I have a stainless steel deli slicer. Over the years one of the parts must have just barely warped enough to start rubbing against the blade. The solution seems easy enough, I’ll just take my angle grinder a shave a mm or so off of the part. What I want to know is if that’s going to cause any problems with the stainless steel? Mainly I’m concered that it could start rusting.
You don’t have to worry about the ground surfaces rusting with stainless steel. The corrosion resistance of stainless steel come from the alloying elements (mainly chromium if I remember my materials science correctly), so it has the same properties throughout. As far as grinding, you should be fine. Stainless is harder than mild steel, so it might take more effort than you expect.
My concern would be the finish on the part after you finished grinding it. A rough surface could harbor bacteria, and cause issues.
But ‘stainless’ steel can rust if it is pitted with inclusions that create corrosion cells. ‘Stainless’ is a misnomer, anyway; a term applied to various alloy steels with high chromium content (~10-26%) that display resistant to environmental corrosion. In the aerospace and marine equpiment industies these are referred to as corrosion resistant steels (CRES). I believe the types of stainless used in food service equipiment are generally AISI 304 and 316 steels.
That would be my concern as well. As homebrewers well know, it takes only a few scratches to harbor harmful colonies of bacteria.
Stranger
Also, you can get rust on the stainless parts if your grinding disc is contaminated with iron or carbon steel.
The grinding will embed the material that will rust into the stainless unless a new disc or a disc used only for stainless grinding is used. The actual stainless steel isn’t rusting, but the contamination is.
You can “pickle” the stainless with an acid to remove the rusting contamination, then “passivate” it to re-establish the corrosion resistant oxide layer.
Probably more than you wanted to know with regards to a simple mod on a deli slicer, but it is a way to introduce rusting.
Why grind when you can pound? I’d try taking the part off and pounding it with a ball peen hammer. I’d do that before I broke out the grinding wheel. It would solve the problem Rick eluded too as well.
300 series steels can be a bitch to grind (ask me how I know). Start with a brand new disk, grind a hunk of wax enough to coat the disk, then grind the steel. The wax will help prevent the disk from getting loaded up with steel, it will also keep the steel cool, which is important as 300 series steels work harden very easily. Start out with a coarse grained disk and gradually work up to the finest grained disk you can find.
I would suspect that after seven years, either the problem has been fixed or the slicer is now in the landfill.

------------------------------

- INSTRUCTIONS
A – According to the stainless steel discussion, what range of chromium content do stainless steels have?
B – Transcribe the stainless steel discussion from "My concern would" to "or carbon steel.".
C – List every industry named in the stainless steel discussion.
The rows have no connection to the stainless steel discussion.

------------------------------

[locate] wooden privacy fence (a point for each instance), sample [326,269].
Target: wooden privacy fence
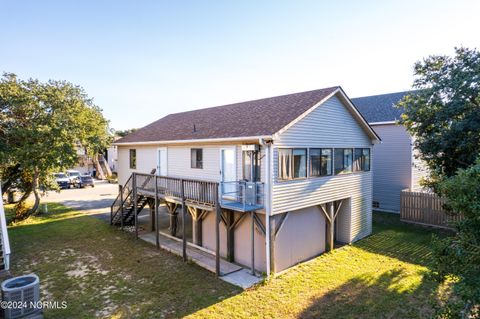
[424,208]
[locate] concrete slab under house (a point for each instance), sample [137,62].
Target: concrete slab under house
[253,187]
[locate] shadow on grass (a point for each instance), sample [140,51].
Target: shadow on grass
[102,272]
[392,294]
[406,242]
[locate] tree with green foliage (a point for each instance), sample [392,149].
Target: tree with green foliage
[41,126]
[460,255]
[443,114]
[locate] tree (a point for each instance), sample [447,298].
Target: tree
[460,255]
[443,114]
[40,126]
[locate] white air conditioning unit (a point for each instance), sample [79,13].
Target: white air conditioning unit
[23,293]
[250,147]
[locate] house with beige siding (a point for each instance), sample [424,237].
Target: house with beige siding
[263,184]
[397,166]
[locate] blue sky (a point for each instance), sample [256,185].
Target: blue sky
[141,60]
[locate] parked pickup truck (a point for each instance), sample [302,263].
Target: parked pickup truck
[85,180]
[62,180]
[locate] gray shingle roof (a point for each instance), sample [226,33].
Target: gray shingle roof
[380,108]
[262,117]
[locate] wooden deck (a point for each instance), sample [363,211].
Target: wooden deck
[199,256]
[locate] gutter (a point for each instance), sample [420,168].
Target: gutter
[383,123]
[207,140]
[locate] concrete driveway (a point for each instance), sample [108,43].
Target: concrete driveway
[94,201]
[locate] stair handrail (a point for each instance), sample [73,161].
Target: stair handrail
[126,192]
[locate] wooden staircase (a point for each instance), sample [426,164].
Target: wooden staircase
[124,205]
[2,257]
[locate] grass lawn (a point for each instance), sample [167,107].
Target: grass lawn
[103,272]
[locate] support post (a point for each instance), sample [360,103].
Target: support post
[184,216]
[157,239]
[120,187]
[272,234]
[135,201]
[197,217]
[330,233]
[253,244]
[218,211]
[172,212]
[151,203]
[230,235]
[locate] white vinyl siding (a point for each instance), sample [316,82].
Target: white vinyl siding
[330,125]
[419,171]
[179,161]
[146,161]
[392,171]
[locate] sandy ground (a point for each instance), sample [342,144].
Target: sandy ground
[95,201]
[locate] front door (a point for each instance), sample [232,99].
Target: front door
[162,161]
[228,170]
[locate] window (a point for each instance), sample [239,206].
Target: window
[362,159]
[292,163]
[299,163]
[196,158]
[133,158]
[343,160]
[320,161]
[251,166]
[284,163]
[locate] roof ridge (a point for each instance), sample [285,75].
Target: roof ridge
[383,94]
[254,100]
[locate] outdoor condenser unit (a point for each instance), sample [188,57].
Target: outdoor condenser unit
[250,193]
[24,291]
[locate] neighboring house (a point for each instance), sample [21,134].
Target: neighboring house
[286,164]
[396,166]
[111,156]
[85,162]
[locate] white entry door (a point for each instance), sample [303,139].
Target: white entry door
[162,161]
[228,170]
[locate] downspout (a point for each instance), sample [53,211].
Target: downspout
[267,197]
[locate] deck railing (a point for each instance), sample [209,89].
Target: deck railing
[242,194]
[425,208]
[123,195]
[198,191]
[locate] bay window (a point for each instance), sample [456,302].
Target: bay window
[343,160]
[292,163]
[320,161]
[362,159]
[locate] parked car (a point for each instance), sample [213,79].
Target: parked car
[74,177]
[85,180]
[62,180]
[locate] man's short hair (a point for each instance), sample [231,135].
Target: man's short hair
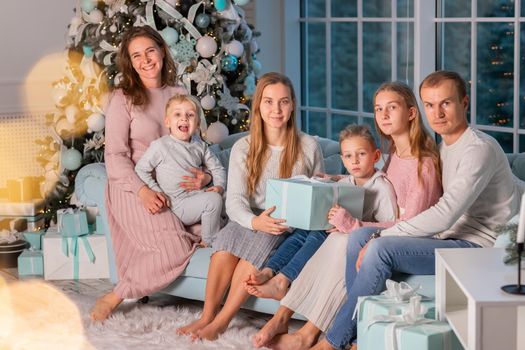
[436,78]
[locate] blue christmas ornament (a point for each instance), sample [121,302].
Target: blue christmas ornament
[88,51]
[202,20]
[71,159]
[221,5]
[170,35]
[87,5]
[229,63]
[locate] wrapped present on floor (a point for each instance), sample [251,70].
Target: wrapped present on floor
[391,322]
[33,207]
[31,263]
[304,203]
[72,222]
[34,238]
[81,257]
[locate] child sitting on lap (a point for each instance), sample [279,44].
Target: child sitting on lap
[173,157]
[359,154]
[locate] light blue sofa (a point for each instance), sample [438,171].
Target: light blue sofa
[90,185]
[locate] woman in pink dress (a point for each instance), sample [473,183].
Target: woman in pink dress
[151,245]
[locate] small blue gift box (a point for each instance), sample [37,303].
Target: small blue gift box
[31,262]
[72,222]
[385,323]
[304,203]
[34,239]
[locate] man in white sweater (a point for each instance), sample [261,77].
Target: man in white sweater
[479,193]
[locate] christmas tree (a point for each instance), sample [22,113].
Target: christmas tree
[211,42]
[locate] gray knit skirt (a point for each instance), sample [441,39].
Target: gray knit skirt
[252,246]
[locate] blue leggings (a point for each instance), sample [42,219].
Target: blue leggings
[295,251]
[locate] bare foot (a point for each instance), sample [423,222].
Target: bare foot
[104,306]
[275,288]
[295,341]
[324,345]
[271,329]
[211,331]
[259,277]
[193,327]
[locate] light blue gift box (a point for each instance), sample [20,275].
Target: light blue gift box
[31,263]
[72,222]
[304,204]
[426,335]
[34,239]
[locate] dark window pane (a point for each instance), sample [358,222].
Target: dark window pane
[344,66]
[454,8]
[377,61]
[344,8]
[504,139]
[405,53]
[522,143]
[454,50]
[314,65]
[313,8]
[339,122]
[377,8]
[316,124]
[405,8]
[371,125]
[498,8]
[522,80]
[495,74]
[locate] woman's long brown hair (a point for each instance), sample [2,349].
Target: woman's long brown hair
[258,150]
[421,143]
[130,82]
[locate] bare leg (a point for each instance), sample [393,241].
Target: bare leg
[304,338]
[324,345]
[275,288]
[105,306]
[236,297]
[277,325]
[222,267]
[259,277]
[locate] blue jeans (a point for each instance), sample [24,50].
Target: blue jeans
[384,255]
[294,252]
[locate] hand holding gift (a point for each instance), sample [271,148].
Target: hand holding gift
[265,223]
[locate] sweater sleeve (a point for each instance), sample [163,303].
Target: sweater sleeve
[237,202]
[471,177]
[212,163]
[148,163]
[386,205]
[117,154]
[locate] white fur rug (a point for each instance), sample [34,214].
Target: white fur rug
[152,326]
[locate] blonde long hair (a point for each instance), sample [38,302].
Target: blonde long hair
[421,143]
[258,150]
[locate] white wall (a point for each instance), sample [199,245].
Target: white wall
[29,31]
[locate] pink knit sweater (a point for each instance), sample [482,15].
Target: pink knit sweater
[414,193]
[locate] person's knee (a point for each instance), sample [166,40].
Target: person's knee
[214,201]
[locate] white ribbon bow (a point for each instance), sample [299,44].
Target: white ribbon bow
[412,316]
[395,291]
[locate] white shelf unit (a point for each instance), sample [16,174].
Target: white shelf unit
[469,297]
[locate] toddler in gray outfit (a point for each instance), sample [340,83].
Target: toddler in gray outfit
[173,157]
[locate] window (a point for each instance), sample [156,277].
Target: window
[349,47]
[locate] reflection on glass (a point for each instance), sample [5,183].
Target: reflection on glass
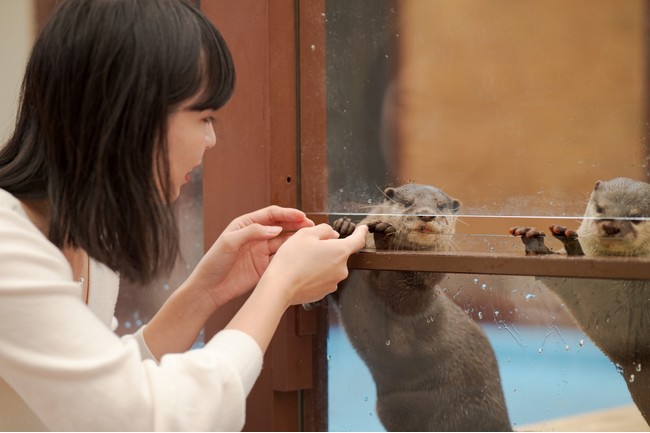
[525,112]
[136,305]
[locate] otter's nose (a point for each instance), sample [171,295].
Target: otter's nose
[610,227]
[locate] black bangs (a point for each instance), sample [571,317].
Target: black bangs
[216,69]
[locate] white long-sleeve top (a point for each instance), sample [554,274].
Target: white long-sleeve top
[62,368]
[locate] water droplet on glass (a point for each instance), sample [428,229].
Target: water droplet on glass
[619,368]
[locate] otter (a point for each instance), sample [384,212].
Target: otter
[433,366]
[615,314]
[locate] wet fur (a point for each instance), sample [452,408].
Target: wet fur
[433,366]
[615,314]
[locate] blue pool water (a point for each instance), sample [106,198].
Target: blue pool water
[547,373]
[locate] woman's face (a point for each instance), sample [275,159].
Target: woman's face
[189,134]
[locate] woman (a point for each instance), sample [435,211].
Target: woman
[118,105]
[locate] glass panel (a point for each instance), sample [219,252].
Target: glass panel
[552,374]
[514,111]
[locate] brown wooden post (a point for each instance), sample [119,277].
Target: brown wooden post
[254,164]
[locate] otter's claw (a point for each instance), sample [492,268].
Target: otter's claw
[344,226]
[533,240]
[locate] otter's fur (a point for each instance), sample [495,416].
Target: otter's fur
[615,314]
[433,366]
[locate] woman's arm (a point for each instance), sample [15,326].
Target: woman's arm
[305,265]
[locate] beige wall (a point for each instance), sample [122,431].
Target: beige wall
[518,106]
[17,24]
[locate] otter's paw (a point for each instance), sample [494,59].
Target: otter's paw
[533,240]
[569,239]
[344,226]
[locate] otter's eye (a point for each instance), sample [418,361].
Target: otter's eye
[636,219]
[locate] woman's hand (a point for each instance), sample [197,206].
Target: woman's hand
[311,263]
[241,254]
[308,266]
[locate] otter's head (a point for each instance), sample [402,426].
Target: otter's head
[617,219]
[424,216]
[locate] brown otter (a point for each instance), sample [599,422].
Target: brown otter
[615,314]
[433,366]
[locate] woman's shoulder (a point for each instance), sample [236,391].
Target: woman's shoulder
[9,201]
[23,247]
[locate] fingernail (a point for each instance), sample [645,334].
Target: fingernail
[273,230]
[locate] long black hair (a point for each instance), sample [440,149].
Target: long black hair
[90,135]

------------------------------

- RESPONSES TO THE EXERCISE
A – Roughly 10–26%.

B –
My concern would be the finish on the part after you finished grinding it. A rough surface could harbor bacteria, and cause issues.
But ‘stainless’ steel can rust if it is pitted with inclusions that create corrosion cells. ‘Stainless’ is a misnomer, anyway; a term applied to various alloy steels with high chromium content (~10-26%) that display resistant to environmental corrosion. In the aerospace and marine equpiment industies these are referred to as corrosion resistant steels (CRES). I believe the types of stainless used in food service equipiment are generally AISI 304 and 316 steels.
That would be my concern as well. As homebrewers well know, it takes only a few scratches to harbor harmful colonies of bacteria.
Stranger
Also, you can get rust on the stainless parts if your grinding disc is contaminated with iron or carbon steel.

C – Aerospace, marine equipment, food service